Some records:
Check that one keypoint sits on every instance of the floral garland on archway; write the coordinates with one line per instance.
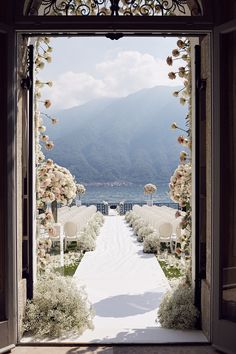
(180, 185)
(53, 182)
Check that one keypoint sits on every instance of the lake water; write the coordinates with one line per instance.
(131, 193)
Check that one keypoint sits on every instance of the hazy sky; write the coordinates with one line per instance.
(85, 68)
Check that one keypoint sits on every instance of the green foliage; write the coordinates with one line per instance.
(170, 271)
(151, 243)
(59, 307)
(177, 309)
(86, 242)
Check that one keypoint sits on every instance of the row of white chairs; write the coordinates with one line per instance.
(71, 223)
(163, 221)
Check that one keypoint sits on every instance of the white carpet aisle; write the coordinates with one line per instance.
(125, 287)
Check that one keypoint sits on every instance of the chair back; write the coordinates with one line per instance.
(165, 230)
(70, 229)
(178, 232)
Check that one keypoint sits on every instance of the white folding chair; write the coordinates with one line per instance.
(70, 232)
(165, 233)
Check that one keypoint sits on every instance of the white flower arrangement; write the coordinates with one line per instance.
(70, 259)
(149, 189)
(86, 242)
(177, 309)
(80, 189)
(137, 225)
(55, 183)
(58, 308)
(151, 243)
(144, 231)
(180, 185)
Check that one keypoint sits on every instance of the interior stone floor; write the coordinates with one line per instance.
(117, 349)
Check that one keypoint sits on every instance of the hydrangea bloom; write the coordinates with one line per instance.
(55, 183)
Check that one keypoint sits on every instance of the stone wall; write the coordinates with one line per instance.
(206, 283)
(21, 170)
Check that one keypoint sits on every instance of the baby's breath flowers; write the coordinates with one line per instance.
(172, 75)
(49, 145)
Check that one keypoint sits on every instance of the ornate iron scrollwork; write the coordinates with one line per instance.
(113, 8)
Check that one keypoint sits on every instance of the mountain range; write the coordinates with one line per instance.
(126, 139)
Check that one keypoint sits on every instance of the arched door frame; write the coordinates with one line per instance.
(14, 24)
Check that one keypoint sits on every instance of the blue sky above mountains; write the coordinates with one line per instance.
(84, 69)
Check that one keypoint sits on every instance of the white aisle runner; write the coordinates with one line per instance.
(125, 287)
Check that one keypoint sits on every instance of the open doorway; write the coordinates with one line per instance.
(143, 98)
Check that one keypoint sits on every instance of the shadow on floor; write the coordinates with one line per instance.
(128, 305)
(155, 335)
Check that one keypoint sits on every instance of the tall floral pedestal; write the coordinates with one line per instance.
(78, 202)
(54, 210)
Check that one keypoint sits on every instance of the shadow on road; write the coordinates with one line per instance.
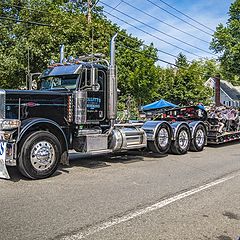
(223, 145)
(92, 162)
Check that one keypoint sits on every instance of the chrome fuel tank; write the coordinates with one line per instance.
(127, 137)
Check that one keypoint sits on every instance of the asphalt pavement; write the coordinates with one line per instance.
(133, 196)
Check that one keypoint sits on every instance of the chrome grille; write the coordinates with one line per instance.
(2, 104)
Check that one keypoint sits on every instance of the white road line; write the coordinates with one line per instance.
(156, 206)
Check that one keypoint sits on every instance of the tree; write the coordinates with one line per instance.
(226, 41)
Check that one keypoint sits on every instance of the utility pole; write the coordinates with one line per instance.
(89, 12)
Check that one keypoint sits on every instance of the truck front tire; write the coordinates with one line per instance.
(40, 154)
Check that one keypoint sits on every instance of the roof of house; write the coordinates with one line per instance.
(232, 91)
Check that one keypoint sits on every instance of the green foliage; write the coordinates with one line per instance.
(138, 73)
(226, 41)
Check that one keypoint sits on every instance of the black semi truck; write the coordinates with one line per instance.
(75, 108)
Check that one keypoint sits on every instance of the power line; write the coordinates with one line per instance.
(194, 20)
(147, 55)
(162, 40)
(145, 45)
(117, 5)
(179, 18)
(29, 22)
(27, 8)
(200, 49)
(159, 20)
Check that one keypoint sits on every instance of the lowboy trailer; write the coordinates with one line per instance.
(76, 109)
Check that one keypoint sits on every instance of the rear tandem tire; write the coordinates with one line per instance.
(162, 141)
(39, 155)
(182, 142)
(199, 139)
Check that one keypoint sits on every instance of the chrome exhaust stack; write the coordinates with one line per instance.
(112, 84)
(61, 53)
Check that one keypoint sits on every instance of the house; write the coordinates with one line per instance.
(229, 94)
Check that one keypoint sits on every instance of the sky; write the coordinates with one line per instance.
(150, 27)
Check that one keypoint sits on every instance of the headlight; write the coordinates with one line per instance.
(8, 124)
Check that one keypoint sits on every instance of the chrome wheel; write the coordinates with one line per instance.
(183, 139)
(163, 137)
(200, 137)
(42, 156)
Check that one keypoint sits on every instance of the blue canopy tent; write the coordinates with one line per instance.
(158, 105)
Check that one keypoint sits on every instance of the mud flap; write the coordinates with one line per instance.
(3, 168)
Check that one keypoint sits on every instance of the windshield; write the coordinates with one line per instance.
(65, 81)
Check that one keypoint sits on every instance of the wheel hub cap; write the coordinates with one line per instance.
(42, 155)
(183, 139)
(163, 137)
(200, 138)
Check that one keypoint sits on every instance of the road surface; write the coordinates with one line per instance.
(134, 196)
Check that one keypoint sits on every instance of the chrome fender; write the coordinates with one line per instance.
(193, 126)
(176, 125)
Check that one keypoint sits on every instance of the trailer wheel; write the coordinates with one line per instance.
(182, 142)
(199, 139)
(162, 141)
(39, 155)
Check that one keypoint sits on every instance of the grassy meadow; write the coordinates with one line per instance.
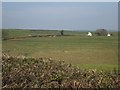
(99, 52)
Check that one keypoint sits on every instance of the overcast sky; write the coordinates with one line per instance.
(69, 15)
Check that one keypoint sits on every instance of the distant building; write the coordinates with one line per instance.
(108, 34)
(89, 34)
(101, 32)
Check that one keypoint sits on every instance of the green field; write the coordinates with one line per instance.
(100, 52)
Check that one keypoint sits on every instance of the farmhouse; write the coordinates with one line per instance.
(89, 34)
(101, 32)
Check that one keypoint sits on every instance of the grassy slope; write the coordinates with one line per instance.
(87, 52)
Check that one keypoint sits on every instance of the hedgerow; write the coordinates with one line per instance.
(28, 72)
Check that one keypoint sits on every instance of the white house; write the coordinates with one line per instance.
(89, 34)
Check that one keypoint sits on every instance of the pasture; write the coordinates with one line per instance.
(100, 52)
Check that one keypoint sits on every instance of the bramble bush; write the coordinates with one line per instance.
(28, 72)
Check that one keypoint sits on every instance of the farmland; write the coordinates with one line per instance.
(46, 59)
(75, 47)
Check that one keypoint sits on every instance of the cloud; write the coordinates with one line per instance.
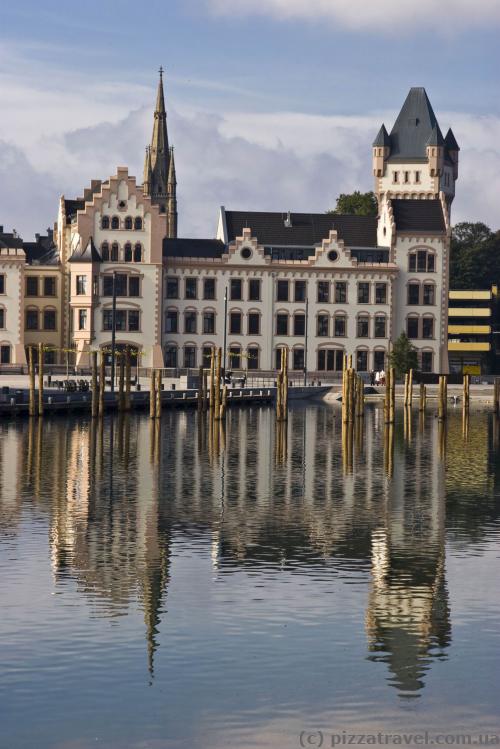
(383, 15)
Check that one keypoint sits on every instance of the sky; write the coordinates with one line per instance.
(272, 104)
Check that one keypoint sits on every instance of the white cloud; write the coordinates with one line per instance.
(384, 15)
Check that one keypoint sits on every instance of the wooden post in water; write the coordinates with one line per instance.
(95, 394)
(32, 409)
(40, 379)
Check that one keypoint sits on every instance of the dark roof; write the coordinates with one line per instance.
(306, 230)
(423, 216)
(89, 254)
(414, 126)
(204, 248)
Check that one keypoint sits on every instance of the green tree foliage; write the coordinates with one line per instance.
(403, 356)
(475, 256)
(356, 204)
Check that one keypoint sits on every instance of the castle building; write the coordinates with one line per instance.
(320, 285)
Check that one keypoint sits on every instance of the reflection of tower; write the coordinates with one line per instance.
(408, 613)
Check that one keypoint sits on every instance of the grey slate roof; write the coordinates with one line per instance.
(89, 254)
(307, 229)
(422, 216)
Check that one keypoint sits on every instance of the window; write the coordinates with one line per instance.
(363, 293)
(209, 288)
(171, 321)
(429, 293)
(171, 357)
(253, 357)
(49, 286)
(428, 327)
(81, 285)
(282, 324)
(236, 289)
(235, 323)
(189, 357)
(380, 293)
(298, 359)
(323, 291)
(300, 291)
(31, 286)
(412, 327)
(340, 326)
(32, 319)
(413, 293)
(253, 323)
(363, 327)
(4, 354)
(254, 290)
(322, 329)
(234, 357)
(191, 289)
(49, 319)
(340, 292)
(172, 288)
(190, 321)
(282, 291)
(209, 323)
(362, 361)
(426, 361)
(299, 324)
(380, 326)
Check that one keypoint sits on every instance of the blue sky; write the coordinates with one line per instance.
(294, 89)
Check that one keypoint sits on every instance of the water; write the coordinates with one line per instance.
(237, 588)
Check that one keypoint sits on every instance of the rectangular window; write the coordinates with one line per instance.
==
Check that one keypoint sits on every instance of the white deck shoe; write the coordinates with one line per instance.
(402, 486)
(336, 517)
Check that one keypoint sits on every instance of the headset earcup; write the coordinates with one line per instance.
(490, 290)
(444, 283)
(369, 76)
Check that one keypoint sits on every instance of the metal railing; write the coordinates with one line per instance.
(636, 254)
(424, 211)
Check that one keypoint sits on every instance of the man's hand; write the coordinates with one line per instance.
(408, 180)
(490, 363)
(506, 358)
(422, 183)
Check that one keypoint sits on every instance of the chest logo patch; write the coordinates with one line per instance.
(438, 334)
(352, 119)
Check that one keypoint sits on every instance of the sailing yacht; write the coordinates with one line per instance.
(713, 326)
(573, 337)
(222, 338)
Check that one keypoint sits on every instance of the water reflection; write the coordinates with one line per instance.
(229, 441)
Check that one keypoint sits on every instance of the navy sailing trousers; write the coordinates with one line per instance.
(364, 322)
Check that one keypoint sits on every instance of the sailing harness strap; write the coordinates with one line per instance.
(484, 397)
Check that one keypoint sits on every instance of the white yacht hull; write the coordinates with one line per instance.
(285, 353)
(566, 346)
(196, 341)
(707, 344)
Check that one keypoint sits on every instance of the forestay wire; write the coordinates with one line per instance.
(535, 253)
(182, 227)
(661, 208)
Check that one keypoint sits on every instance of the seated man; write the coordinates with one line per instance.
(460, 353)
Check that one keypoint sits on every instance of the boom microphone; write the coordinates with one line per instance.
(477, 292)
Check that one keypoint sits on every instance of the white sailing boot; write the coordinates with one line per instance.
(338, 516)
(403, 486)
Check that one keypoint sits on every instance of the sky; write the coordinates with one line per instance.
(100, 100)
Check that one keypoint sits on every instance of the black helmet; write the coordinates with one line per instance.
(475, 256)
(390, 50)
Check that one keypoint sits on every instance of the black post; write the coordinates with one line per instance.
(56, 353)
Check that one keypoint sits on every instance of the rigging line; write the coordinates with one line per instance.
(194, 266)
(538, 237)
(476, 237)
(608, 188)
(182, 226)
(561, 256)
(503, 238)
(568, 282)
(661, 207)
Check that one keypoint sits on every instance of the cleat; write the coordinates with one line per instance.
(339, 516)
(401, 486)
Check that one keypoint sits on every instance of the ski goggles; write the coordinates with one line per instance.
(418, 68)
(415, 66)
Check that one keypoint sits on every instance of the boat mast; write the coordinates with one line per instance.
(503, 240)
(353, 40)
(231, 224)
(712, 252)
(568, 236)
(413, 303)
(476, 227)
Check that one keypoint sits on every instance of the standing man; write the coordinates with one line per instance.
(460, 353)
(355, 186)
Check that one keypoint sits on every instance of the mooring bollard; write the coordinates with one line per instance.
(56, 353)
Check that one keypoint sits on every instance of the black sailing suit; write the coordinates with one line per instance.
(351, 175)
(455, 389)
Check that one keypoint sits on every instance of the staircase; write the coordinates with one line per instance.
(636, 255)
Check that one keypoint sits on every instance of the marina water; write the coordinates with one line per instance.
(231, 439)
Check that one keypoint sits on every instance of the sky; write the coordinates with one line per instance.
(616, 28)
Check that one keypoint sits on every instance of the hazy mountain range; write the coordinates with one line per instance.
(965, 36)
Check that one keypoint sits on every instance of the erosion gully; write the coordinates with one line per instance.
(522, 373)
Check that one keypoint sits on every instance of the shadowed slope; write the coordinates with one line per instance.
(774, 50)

▶ _What this task involves_:
Copy the lines above exactly as they appear, covering the stretch from the line that contains "Check that one keypoint sits on every instance of the window;" through the line that contains "of the rectangular", both ends included.

▶ _Written answer_:
Check that one keypoint sits on every instance of the window; write the coordinates with one line per instance.
(363, 293)
(209, 288)
(171, 321)
(429, 293)
(171, 357)
(253, 357)
(49, 286)
(428, 327)
(81, 285)
(282, 324)
(236, 289)
(235, 323)
(189, 357)
(380, 293)
(298, 359)
(323, 291)
(300, 291)
(31, 286)
(412, 327)
(340, 326)
(32, 319)
(413, 293)
(253, 323)
(363, 327)
(4, 354)
(254, 290)
(322, 329)
(234, 357)
(191, 289)
(49, 319)
(340, 292)
(172, 288)
(190, 321)
(282, 291)
(209, 323)
(362, 361)
(426, 361)
(299, 324)
(380, 326)
Check that one keypoint sits on every instance of the blue sky; write the coordinates with one line per instance.
(294, 89)
Check that one keypoint sits on every instance of the water; write the coordinates with one line per instance.
(237, 588)
Check that one keypoint sits on every instance of the rectangular window; write the coordinates with one line per instance.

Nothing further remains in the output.